## START Data in this exercise

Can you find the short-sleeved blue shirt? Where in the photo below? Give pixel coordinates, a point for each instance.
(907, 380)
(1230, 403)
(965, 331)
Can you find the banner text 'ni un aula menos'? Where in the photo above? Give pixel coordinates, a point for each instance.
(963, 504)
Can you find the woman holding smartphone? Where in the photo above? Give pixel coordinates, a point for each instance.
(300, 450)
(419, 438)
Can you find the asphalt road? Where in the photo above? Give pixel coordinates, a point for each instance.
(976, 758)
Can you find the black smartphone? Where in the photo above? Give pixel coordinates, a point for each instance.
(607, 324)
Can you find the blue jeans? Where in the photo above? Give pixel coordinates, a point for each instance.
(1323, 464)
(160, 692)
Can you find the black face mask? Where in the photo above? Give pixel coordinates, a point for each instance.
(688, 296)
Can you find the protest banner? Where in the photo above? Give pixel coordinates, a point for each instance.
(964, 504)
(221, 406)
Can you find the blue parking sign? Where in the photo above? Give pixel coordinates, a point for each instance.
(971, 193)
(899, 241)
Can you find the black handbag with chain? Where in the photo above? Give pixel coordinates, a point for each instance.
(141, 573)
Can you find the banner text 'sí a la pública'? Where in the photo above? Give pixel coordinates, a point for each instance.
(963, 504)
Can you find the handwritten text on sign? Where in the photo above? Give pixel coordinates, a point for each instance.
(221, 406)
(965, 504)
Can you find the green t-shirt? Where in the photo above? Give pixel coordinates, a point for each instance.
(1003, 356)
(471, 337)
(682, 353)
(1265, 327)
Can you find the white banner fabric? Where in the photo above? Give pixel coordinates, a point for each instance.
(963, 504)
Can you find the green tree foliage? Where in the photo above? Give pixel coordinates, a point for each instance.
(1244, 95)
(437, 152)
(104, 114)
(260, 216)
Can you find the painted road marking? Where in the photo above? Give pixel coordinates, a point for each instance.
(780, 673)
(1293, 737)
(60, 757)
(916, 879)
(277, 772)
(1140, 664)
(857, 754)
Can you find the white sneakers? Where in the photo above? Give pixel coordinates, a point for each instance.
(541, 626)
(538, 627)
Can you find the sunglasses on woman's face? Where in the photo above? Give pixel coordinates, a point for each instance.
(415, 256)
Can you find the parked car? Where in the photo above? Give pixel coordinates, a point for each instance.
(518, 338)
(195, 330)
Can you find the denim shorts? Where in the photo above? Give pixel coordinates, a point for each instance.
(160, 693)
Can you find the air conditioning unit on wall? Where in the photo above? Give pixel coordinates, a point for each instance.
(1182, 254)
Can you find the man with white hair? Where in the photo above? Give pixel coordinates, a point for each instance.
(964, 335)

## END Data in this exercise

Work to be completed »
Can you reproduce every record above word for word, without changing anything?

Reply »
Can you find the short-sleeved blue shirt? Where in the photo below? Give pixel coordinates, a point for each instance.
(907, 380)
(1230, 403)
(965, 331)
Can you find the banner text 'ni un aula menos'? Where in the photo above? Give pixel coordinates, a point for each instance.
(963, 504)
Can you find the woman holding smartphone? Where in the photo above? Give pixel coordinates, a point for each instance.
(300, 450)
(419, 438)
Can you find the asphalt road? Where in the photo above? Give pixel coordinates, a point for each instance.
(976, 758)
Can you find the black smartphone? Where in the photo above? Give pixel coordinates, a point for each instance.
(607, 324)
Can you find the blue jeans? Where in the photo above? Give pixel coordinates, a point for each instance.
(1323, 464)
(160, 692)
Can you find the black face mask? Where in the photo above? Give pixel coordinates, a point for each instance.
(688, 296)
Can you find the protest banner? Where in the photo above? Give pixel coordinates, a point for each instance.
(964, 504)
(221, 406)
Can you find the blue parking sign? Where in the photo above? Give pixel coordinates, a point for each instance.
(971, 193)
(899, 241)
Can you find the black handbag with chain? Where in the photo above? Give pixel coordinates, a point for each instance.
(141, 573)
Can you find the banner text 'sí a la pública'? Where in the photo above? Give pixel coordinates, a point for each instance.
(963, 504)
Can you find the handwritten text on sign? Where in the photo above? Give pixel coordinates, a point for each instance.
(221, 406)
(965, 504)
Can you find the green t-shirt? Where in the photo above? Give pixel coordinates, a point for each instance.
(1003, 356)
(471, 337)
(682, 353)
(1265, 327)
Can you find the white banner fabric? Where in the photo above? Give pixel coordinates, a point for each instance.
(963, 504)
Can you find the green tree foliage? Where in the photo above? Give pixel coordinates, a point for each instance.
(1244, 95)
(437, 152)
(104, 114)
(260, 216)
Can you find the painted road marking? Where in the photo above? Give pixel coordinates, a point for each instance.
(780, 673)
(1293, 737)
(60, 757)
(916, 879)
(277, 772)
(1140, 664)
(857, 754)
Can you find the white sneakers? Where in the photo above? Give pixel coordinates, a point for each instance.
(541, 626)
(538, 627)
Can you find the sunglasses on woman's face? Where in the photo above? Give pixel coordinates, a point for each instance.
(415, 256)
Can you find the parked car? Where in the photo above? Give pixel coordinates, a point for each instance.
(518, 338)
(195, 330)
Can you find the denim shorts? Where in the photo above? Give pixel coordinates, a point for each instance.
(160, 693)
Can you find the air conditioning unit on wall? Where in the photo above? Give pixel coordinates, a point for each instance.
(1182, 254)
Can you find the man with white hair? Where in the photo above? Give pixel coordinates, a point for each instance.
(964, 335)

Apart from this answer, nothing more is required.